## Start Records for this task

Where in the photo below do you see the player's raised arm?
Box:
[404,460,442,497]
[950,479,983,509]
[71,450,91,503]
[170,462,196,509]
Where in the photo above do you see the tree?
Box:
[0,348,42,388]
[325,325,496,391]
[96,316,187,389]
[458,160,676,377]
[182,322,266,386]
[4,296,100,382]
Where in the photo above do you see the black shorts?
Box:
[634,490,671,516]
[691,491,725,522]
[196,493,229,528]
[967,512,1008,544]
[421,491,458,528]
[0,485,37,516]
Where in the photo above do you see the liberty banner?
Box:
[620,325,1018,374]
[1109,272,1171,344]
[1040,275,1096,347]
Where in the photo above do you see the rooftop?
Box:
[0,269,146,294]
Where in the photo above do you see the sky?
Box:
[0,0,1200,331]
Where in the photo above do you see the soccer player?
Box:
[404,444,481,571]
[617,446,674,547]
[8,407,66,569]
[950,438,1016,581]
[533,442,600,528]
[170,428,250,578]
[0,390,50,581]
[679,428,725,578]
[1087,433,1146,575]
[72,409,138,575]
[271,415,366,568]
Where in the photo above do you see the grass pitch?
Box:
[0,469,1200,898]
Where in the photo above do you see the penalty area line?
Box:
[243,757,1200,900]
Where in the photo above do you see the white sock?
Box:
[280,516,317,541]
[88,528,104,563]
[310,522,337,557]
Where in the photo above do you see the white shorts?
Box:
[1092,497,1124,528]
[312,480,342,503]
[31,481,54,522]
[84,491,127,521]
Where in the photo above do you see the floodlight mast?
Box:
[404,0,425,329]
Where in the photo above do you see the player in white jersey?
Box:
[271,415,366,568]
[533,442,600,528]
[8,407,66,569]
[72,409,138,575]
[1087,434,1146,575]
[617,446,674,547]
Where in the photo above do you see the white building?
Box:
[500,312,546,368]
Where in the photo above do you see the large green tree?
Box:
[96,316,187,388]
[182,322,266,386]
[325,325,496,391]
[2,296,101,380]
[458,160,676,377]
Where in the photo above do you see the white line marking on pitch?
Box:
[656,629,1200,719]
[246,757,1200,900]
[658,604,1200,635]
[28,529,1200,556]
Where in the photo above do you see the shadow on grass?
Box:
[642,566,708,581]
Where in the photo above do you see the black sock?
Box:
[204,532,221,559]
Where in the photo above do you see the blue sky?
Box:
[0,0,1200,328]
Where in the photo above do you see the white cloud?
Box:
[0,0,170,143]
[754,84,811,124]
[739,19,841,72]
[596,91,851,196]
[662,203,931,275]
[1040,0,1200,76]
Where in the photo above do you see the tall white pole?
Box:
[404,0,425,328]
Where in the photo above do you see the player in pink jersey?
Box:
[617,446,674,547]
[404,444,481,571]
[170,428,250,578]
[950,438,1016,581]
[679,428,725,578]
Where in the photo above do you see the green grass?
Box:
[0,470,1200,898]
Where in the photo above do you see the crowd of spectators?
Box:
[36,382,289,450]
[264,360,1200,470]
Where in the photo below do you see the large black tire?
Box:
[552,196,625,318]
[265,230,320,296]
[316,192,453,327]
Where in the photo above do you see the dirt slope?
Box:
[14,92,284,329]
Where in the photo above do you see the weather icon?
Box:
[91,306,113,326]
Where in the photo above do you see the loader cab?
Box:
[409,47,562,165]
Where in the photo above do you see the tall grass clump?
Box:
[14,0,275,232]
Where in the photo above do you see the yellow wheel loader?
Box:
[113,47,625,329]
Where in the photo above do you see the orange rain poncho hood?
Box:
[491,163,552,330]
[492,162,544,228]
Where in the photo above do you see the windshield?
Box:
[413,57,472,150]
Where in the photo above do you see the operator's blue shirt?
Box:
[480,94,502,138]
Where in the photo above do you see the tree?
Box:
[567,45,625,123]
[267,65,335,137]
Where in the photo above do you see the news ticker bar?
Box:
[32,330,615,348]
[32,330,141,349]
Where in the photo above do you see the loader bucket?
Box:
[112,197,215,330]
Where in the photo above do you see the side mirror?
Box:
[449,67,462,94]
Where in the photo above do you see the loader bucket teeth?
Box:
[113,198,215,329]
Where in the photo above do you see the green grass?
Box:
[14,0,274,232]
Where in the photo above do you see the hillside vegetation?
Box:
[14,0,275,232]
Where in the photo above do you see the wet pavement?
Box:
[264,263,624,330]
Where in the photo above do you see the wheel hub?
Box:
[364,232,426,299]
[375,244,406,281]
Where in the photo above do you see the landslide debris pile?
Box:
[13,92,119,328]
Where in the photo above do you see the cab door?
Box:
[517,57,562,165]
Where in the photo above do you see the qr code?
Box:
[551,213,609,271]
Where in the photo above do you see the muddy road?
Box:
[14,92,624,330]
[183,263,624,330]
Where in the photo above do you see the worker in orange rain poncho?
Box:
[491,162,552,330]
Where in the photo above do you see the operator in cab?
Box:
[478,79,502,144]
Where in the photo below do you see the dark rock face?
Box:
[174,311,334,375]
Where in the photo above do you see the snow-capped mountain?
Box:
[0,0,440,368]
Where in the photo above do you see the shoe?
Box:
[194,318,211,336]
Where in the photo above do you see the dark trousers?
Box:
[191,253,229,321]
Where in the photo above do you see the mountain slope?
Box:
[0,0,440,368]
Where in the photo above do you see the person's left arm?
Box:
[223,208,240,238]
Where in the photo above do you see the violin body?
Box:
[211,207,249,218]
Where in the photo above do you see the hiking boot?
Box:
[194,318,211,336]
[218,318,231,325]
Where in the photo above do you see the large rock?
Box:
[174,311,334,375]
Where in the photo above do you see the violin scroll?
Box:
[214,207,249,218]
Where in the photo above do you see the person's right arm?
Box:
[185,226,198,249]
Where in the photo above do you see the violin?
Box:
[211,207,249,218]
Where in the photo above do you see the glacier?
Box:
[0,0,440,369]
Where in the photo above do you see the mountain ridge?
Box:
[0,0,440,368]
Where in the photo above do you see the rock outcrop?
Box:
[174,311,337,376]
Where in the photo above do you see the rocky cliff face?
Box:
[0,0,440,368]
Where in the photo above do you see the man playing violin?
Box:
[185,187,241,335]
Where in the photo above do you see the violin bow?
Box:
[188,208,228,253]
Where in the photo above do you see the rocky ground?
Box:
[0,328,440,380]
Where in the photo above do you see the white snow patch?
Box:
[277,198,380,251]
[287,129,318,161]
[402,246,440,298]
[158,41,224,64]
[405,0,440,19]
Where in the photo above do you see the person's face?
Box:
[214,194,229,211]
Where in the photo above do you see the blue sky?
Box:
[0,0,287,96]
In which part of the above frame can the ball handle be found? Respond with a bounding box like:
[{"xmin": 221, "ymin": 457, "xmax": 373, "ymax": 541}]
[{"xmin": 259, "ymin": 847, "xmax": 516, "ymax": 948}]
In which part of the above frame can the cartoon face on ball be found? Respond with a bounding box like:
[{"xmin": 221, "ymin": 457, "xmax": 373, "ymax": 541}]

## End Records for this task

• **Problem**
Rewrite everything from the line containing "Where in the photo above do you see the side" down to the line containing "[0,0,440,369]", keeping every line of the data, but multiply each box coordinate in the answers by 1.05 and round to whole numbers, with halves rounded up.

• **Exercise response**
Where in the photo above do you see the side mirror?
Box:
[471,70,485,99]
Where in the photo above do you see the loader bucket teeth?
Box:
[119,208,226,345]
Where in the photo above do you see the green grass?
Box:
[15,0,288,244]
Where in the photo above do you see the hillside vegetation?
Box:
[15,0,289,244]
Where in the photo above do you see the wet pavement?
Box:
[277,276,655,347]
Where in the photo above do you see the wheel hub?
Box:
[382,244,447,314]
[394,256,426,295]
Where in the photo above do you see the landslide debris pile?
Box:
[14,97,125,344]
Where in the photo above do you see the cab door?
Box:
[543,60,590,173]
Where in the photo above do you see the qr code?
Box:
[579,224,639,285]
Where in the photo above do you see the muddy road?
Box:
[15,97,655,347]
[192,276,655,347]
Where in the photo above do you see the worker in orange rain poncho?
Box:
[516,170,580,347]
Where in the photo above do you see the operator in cab?
Box:
[502,83,527,151]
Where in the photo below do you see the dark rock face?
Box:
[183,327,351,394]
Where in the photo above do you see the snow-capped mountain?
Box:
[0,0,462,386]
Where in the photo above do you see the shoe?
Box:
[204,334,222,353]
Where in the photo above do you see the dark trousers?
Box:
[201,266,240,337]
Where in the photo above do you see the mountain slope?
Box:
[0,0,462,386]
Where in the photo above do you see the person's left arm?
Box:
[234,218,252,250]
Where in the photo above do you see the violin body?
Box:
[222,217,261,229]
Where in the photo above do you see the hiking boot?
Box:
[204,334,222,353]
[229,334,243,341]
Where in the photo above do you see the large rock?
Box:
[183,327,351,394]
Where in the photo above do you see the violin scroll?
Box:
[225,217,261,229]
Where in the photo above do you see the person's right arm?
Box:
[194,237,208,261]
Where in the photo above do you see the violin?
Box:
[222,217,261,229]
Where in the photo above do you see the glacier?
Box:
[0,0,462,387]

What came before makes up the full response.